### Exercise directions
Retype only the lines that run from the top of the material below to the line bearing "negative clicks: (416, 279)", inclusive, and keep the pictures out.
= Beginning of Section =
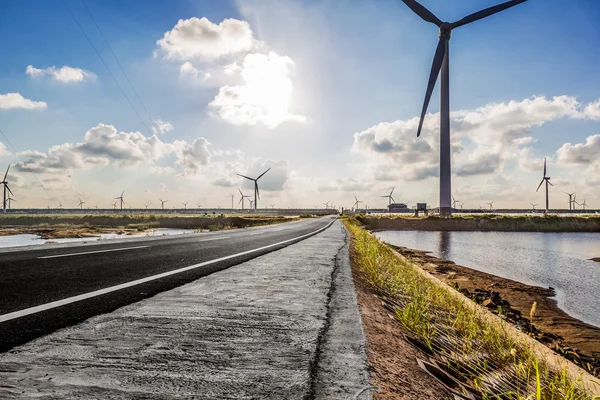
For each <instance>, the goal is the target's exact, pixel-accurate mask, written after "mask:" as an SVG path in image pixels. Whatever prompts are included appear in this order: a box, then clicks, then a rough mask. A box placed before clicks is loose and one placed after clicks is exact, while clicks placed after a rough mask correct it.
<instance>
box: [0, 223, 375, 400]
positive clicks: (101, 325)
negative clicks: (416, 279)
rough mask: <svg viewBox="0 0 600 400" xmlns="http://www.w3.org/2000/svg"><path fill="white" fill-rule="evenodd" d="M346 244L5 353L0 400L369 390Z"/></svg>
mask: <svg viewBox="0 0 600 400" xmlns="http://www.w3.org/2000/svg"><path fill="white" fill-rule="evenodd" d="M346 240H347V236H346V233H345V231H344V229H343V227H342V226H341V223H340V222H339V221H338V222H335V223H334V224H333V225H332V226H331V227H330V228H329V229H327V230H325V231H324V232H322V233H320V234H318V235H316V236H313V237H310V238H308V239H306V240H303V241H301V242H299V243H296V244H294V245H291V246H289V247H286V248H284V249H281V250H278V251H275V252H272V253H269V254H266V255H263V256H260V257H258V258H255V259H253V260H250V261H247V262H244V263H242V264H239V265H237V266H234V267H231V268H229V269H226V270H223V271H219V272H215V273H213V274H211V275H208V276H205V277H203V278H201V279H198V280H196V281H194V282H192V283H189V284H186V285H184V286H181V287H179V288H176V289H173V290H170V291H167V292H163V293H160V294H158V295H156V296H154V297H152V298H149V299H146V300H143V301H140V302H138V303H134V304H131V305H129V306H126V307H123V308H120V309H118V310H117V311H115V312H112V313H109V314H104V315H100V316H97V317H93V318H90V319H88V320H86V321H85V322H83V323H81V324H79V325H76V326H73V327H70V328H66V329H63V330H60V331H58V332H55V333H53V334H51V335H48V336H45V337H42V338H39V339H37V340H34V341H33V342H30V343H28V344H25V345H23V346H20V347H16V348H14V349H13V350H11V351H10V352H8V353H5V354H2V355H0V398H2V399H21V398H38V399H80V398H111V399H136V398H144V399H170V398H194V399H347V398H348V399H351V398H353V397H354V394H356V393H357V392H359V391H360V390H361V389H362V388H364V387H365V386H368V384H369V379H368V373H367V366H366V357H365V354H364V352H365V349H364V335H363V332H362V326H361V324H360V315H359V313H358V308H357V305H356V295H355V294H354V286H353V283H352V279H351V276H350V270H349V266H348V260H347V258H348V253H347V244H346ZM345 246H346V247H345ZM359 398H361V399H364V398H367V396H366V395H362V396H361V397H359Z"/></svg>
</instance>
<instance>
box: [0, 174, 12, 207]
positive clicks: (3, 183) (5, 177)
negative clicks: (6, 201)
mask: <svg viewBox="0 0 600 400" xmlns="http://www.w3.org/2000/svg"><path fill="white" fill-rule="evenodd" d="M9 169H10V164H9V165H8V168H6V173H5V174H4V179H2V182H0V185H4V203H3V210H4V212H6V201H7V197H6V191H7V190H8V192H9V193H10V194H11V195H13V196H14V194H13V192H12V190H10V187H8V182H7V181H6V177H7V176H8V170H9Z"/></svg>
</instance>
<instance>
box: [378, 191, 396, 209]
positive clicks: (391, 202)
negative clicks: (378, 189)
mask: <svg viewBox="0 0 600 400" xmlns="http://www.w3.org/2000/svg"><path fill="white" fill-rule="evenodd" d="M394 189H396V188H395V187H394V188H392V191H391V192H390V194H388V195H385V196H381V197H387V199H388V206H389V205H390V204H392V202H395V201H396V200H394V198H393V197H392V193H394Z"/></svg>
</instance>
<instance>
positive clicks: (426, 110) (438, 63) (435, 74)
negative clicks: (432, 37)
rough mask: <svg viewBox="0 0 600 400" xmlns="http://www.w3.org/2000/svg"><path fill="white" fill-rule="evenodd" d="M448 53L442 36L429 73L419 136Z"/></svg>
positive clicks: (421, 114)
mask: <svg viewBox="0 0 600 400" xmlns="http://www.w3.org/2000/svg"><path fill="white" fill-rule="evenodd" d="M445 55H446V39H442V38H440V41H439V42H438V47H437V49H436V50H435V56H434V57H433V64H432V65H431V73H430V74H429V82H428V83H427V91H426V92H425V100H424V101H423V109H422V110H421V120H420V121H419V129H418V130H417V137H418V136H420V135H421V128H422V127H423V121H424V120H425V114H426V113H427V107H428V106H429V100H431V94H432V93H433V88H434V87H435V82H436V81H437V77H438V75H439V74H440V69H442V62H443V61H444V56H445Z"/></svg>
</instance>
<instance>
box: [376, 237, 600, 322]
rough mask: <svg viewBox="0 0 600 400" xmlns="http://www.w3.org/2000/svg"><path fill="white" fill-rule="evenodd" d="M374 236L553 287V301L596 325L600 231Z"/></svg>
mask: <svg viewBox="0 0 600 400" xmlns="http://www.w3.org/2000/svg"><path fill="white" fill-rule="evenodd" d="M376 236H377V237H379V238H380V239H382V240H384V241H386V242H388V243H390V244H393V245H397V246H403V247H408V248H412V249H417V250H423V251H429V252H431V255H433V256H435V257H439V258H443V259H447V260H451V261H454V262H456V263H457V264H460V265H464V266H465V267H469V268H473V269H476V270H479V271H483V272H487V273H490V274H494V275H498V276H501V277H503V278H507V279H512V280H515V281H519V282H523V283H526V284H529V285H536V286H542V287H553V288H555V289H556V300H557V302H558V306H559V307H560V308H561V309H563V310H564V311H565V312H567V313H568V314H569V315H571V316H573V317H575V318H578V319H580V320H582V321H585V322H587V323H589V324H592V325H595V326H598V327H600V310H599V308H600V263H598V262H594V261H591V260H589V259H590V258H592V257H600V233H586V232H576V233H544V232H426V231H382V232H377V233H376Z"/></svg>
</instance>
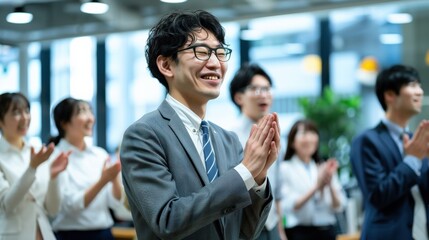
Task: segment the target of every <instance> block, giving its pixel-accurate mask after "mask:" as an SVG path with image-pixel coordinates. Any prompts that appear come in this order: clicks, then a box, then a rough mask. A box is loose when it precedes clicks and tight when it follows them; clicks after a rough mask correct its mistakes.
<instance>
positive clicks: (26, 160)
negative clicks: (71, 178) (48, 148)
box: [0, 138, 60, 240]
mask: <svg viewBox="0 0 429 240" xmlns="http://www.w3.org/2000/svg"><path fill="white" fill-rule="evenodd" d="M36 151H38V149H36ZM30 156H31V147H30V146H29V145H28V143H25V144H24V147H23V148H22V149H17V148H16V147H14V146H12V145H10V144H9V143H8V142H7V141H6V139H4V138H0V239H5V238H6V236H8V237H11V239H22V240H27V239H35V238H36V227H37V225H36V223H37V224H38V225H39V228H40V231H41V234H42V236H43V239H45V240H50V239H55V236H54V235H53V232H52V229H51V226H50V223H49V220H48V217H47V215H48V213H49V215H51V216H52V215H54V214H55V213H56V212H57V211H58V209H59V206H60V190H59V185H58V181H57V180H55V181H50V164H51V161H50V159H49V160H48V161H46V162H44V163H42V164H41V165H40V166H39V167H38V168H37V169H33V168H31V167H30ZM7 239H9V238H7Z"/></svg>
= End of Section =
### Your response
For each <instance>, the goal is the target's exact, pixel-accurate mask, written after "mask:" as an SVG path in image pixels. Whatever prompts are included appear in this order: a box, then clicks, then a rough mask. A box placed before clicks is loose and one placed after clicks is exact, while clicks placed after a rough mask correct it.
<instance>
box: [0, 223, 375, 400]
positive clicks: (101, 325)
negative clicks: (416, 279)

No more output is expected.